§ **Exercise instructions**: Write each line out exactly, leaving none out.

§ **Material for the task**:
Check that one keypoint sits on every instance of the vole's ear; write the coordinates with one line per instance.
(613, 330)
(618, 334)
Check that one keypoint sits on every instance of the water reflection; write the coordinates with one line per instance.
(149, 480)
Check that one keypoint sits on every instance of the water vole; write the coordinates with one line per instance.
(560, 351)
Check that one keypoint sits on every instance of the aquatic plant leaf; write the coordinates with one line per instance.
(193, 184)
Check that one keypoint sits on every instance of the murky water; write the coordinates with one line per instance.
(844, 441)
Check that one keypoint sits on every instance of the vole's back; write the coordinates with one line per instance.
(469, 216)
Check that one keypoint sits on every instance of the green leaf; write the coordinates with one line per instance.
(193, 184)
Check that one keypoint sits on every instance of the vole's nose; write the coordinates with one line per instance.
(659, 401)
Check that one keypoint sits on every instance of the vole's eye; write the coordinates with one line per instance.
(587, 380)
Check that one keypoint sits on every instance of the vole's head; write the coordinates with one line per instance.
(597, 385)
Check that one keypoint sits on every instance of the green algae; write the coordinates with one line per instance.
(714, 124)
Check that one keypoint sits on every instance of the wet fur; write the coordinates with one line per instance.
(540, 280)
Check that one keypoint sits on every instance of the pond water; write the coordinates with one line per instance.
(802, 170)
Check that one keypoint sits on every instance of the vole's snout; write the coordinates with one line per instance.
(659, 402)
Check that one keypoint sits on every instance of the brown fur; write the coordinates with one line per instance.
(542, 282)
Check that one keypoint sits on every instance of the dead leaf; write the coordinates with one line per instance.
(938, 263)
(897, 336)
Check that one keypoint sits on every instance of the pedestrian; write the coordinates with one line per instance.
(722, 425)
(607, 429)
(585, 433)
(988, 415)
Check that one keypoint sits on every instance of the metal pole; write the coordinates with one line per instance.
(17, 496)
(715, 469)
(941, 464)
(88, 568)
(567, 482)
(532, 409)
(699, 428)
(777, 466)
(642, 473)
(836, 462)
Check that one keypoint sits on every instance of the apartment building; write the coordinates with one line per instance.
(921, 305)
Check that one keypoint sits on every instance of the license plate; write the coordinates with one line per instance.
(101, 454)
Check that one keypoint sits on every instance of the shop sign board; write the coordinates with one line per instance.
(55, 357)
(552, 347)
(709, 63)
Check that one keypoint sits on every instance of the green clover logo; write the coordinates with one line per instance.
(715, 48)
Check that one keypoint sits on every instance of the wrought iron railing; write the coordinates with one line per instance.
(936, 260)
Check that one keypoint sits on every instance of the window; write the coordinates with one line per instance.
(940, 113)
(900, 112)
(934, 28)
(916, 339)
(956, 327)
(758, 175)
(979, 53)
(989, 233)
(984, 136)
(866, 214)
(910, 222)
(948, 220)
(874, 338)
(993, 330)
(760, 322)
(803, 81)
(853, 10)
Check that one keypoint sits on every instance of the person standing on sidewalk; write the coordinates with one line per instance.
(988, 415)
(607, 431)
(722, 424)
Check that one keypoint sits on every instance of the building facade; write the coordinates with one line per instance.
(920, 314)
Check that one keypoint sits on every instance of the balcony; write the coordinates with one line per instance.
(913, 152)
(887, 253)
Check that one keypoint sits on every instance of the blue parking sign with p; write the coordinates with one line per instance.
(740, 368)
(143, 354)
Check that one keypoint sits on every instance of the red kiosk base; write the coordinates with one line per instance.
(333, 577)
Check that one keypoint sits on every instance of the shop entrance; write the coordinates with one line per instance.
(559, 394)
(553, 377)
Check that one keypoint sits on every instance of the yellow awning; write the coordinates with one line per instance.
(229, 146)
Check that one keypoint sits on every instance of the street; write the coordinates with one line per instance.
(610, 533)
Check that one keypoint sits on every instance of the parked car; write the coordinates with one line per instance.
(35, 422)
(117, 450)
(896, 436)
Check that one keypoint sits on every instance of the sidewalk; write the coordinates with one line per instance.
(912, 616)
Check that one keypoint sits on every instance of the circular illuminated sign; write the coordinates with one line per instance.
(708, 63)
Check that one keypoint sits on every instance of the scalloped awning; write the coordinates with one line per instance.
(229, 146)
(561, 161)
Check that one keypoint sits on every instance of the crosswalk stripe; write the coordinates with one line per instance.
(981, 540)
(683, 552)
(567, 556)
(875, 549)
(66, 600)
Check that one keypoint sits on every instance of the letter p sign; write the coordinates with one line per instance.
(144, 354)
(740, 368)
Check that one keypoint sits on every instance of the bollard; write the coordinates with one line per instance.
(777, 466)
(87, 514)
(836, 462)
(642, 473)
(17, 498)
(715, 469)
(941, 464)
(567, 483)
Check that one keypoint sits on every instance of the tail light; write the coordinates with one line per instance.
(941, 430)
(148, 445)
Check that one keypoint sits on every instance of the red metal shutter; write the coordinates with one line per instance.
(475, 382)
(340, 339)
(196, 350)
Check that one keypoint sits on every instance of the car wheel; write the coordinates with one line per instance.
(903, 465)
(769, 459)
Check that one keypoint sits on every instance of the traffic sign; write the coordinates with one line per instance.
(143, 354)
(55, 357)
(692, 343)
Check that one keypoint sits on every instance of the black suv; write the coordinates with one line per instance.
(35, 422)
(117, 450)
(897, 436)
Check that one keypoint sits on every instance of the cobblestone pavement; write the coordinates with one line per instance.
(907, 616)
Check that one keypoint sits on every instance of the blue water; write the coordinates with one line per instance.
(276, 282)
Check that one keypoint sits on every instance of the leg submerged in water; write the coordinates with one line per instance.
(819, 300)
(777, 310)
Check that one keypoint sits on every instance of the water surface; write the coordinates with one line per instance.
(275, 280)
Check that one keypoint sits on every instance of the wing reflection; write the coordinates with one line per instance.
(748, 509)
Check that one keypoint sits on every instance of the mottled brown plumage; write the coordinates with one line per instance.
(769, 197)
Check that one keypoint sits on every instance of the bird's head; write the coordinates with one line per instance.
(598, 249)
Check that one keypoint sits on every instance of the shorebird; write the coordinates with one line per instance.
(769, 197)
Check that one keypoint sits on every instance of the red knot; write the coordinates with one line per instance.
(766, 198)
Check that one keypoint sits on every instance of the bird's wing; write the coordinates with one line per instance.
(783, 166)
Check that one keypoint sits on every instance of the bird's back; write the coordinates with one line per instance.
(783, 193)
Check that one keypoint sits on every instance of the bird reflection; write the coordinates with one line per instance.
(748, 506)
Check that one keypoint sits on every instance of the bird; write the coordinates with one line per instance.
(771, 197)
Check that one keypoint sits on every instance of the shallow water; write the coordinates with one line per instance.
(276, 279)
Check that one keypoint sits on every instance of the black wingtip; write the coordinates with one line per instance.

§ **Final result**:
Check that one keypoint sits on every instance of the vole's ear; write the coordinates with one line per instance.
(613, 330)
(618, 334)
Check that one keypoint sits on every instance of the water reflection; write the coordinates with one line per instance.
(149, 480)
Check that one keypoint sits on every instance of the water vole; write the coordinates with one line per instance.
(560, 351)
Check that one keypoint sits on every instance of the aquatic plant leaf; write the coordinates with one line per instance.
(193, 184)
Check that one keypoint sits on every instance of the murky water; write the coordinates with one line per instance.
(844, 441)
Check that one keypoint sits on every instance of the vole's back; write the coordinates with one line per instance.
(469, 216)
Check that one keypoint sits on every instance of the green leaf; write the coordinates with one line per instance.
(193, 184)
Check that one keypoint sits on every instance of the vole's nose; write the coordinates with one line per instance.
(659, 401)
Check that one keypoint sits on every instance of the vole's eye; write the coordinates with one line per instance.
(587, 380)
Check that one keypoint sits on every instance of the vole's head; write the coordinates with one line per instance.
(597, 385)
Check that one keypoint sits on every instance of the green algae; write the coordinates with one line per instance.
(714, 124)
Check that one keypoint sits on every instance of the wet fur; write the coordinates with one line per instance.
(540, 280)
Check that one keypoint sits on every instance of the pond water; write the coordinates with one line per instance.
(802, 170)
Check that one keypoint sits on every instance of the vole's snout; write the coordinates with one line per instance.
(659, 402)
Check that one keypoint sits on every instance of the brown fur; write the coordinates with one line per instance.
(542, 282)
Check that one keypoint sits on every instance of the dead leaf; write the coordinates with one line per instance.
(938, 263)
(897, 336)
Check that one keypoint sits on every instance of the pedestrian; write the coordinates with one line per instance.
(722, 425)
(607, 429)
(585, 433)
(988, 415)
Check that one keypoint sits on every instance of the metal pole; write the coordinates with one line per instance.
(17, 496)
(715, 469)
(941, 464)
(88, 568)
(567, 482)
(532, 409)
(699, 428)
(777, 466)
(642, 473)
(836, 462)
Check that one keypoint sits on every instance of the apartment building; write the coordinates with one line per instance.
(921, 305)
Check that one keypoint sits on every instance of the license plate; write the coordinates with one line per instance.
(101, 454)
Check that one keypoint sits on every instance of the shop sign board; write the coordinates with one line per instance.
(55, 357)
(552, 347)
(709, 63)
Check that one keypoint sits on every instance of the green clover logo; write the coordinates with one line per instance.
(715, 48)
Check that one keypoint sits on every instance of the wrought iron railing; write the coordinates with one line per instance.
(936, 260)
Check that one keypoint sits on every instance of the window; write the coordinates with one line per instance.
(940, 113)
(900, 112)
(934, 28)
(916, 339)
(956, 327)
(758, 175)
(979, 53)
(989, 233)
(984, 136)
(866, 214)
(910, 222)
(948, 220)
(874, 338)
(993, 330)
(760, 322)
(803, 81)
(853, 10)
Check that one keypoint sits on every instance of the person standing on sidewalk; write the coordinates with one line per instance.
(988, 415)
(607, 431)
(722, 424)
Check that one keypoint sits on every instance of the building facade; write the coordinates with one line per instance.
(920, 314)
Check that one keypoint sits on every instance of the balcony; write the coordinates with one line per instance.
(913, 152)
(887, 253)
Check that one keypoint sits on every instance of the blue parking sign with p; write the coordinates with one line per instance.
(740, 368)
(143, 354)
Check that one keypoint sits on every instance of the red kiosk base; write the coordinates with one line per instance.
(333, 577)
Check that one keypoint sits on every instance of the shop entrance; write the coordinates with one line per instance.
(559, 394)
(553, 377)
Check that one keypoint sits on every instance of the yellow awning; write the coordinates with one line per instance.
(229, 146)
Check that one keypoint sits on every instance of the street; write the coordinates with one line per instance.
(610, 533)
Check that one keypoint sits on every instance of the parked car; write the coordinates with one line per instance.
(35, 422)
(117, 450)
(896, 436)
Check that one keypoint sits on every instance of the sidewalk; write the coordinates with one line per instance.
(912, 616)
Check that one keypoint sits on every instance of the circular illuminated sign; write the coordinates with one line per instance.
(708, 63)
Check that one keypoint sits on every instance of the scalloped awning; write the coordinates with one line per instance.
(229, 146)
(561, 161)
Check that one keypoint sits on every instance of the crosswalk stripe; write the coordinates with one line per instance.
(981, 540)
(683, 552)
(567, 556)
(875, 549)
(66, 600)
Check that one keypoint sits on every instance of the letter p sign; write the coordinates with one line per instance.
(144, 354)
(740, 368)
Check that one keypoint sits on every instance of the bollard; write the coordinates with one line per instance.
(777, 466)
(87, 514)
(836, 462)
(642, 473)
(17, 498)
(715, 469)
(941, 464)
(567, 483)
Check that one keypoint sits on every instance of the tail light; write the coordinates with one line per instance.
(941, 430)
(148, 445)
Check that one keypoint sits on every instance of the red metal shutter; write the coordinates with one line per instance.
(475, 382)
(340, 339)
(196, 350)
Check that one keypoint sits on every instance of the car wheel; write the coordinates with one line per instance.
(903, 465)
(769, 459)
Check that one keypoint sits on every instance of the traffic sign; write the coordinates with one line per instance.
(143, 354)
(55, 357)
(692, 343)
Check that one keypoint sits on every instance of the black suv; write the coordinates with one line per instance.
(35, 422)
(117, 450)
(897, 436)
Check that one keypoint sits on every instance of the cobblestone pavement; write the coordinates with one line per instance.
(907, 616)
Check that one keypoint sits on every instance of the blue water; write the coordinates with one line per instance.
(276, 282)
Check that one keypoint sits on every instance of the leg submerged in water; write the coordinates with one line per instance.
(819, 300)
(777, 310)
Check that one keypoint sits on every instance of the water surface; write the coordinates with one line per instance.
(275, 280)
Check that one keypoint sits on every instance of the wing reflection; write the coordinates with one line per instance.
(748, 509)
Check that one keypoint sits on every instance of the mottled brown plumage; write the coordinates with one line per instance.
(769, 197)
Check that one keypoint sits on every instance of the bird's head; write the coordinates with one line per instance.
(598, 249)
Check that one keypoint sits on every instance of the shorebird; write the coordinates with one line per instance.
(769, 197)
Check that one keypoint sits on every instance of the red knot; write the coordinates with one line per instance.
(766, 198)
Check that one keypoint sits on every instance of the bird's wing; write the coordinates with one line per instance.
(783, 166)
Check that one keypoint sits on every instance of the bird's back; write the coordinates with one line per instance.
(783, 193)
Check that one keypoint sits on every instance of the bird reflection; write the coordinates with one line per instance.
(748, 506)
Check that one keypoint sits on every instance of the bird; write the coordinates with one line per instance.
(771, 197)
Check that one keypoint sits on every instance of the shallow water; write the coordinates with one line per instance.
(276, 279)
Check that one keypoint sits on every instance of the black wingtip; write the coordinates with one line per instance.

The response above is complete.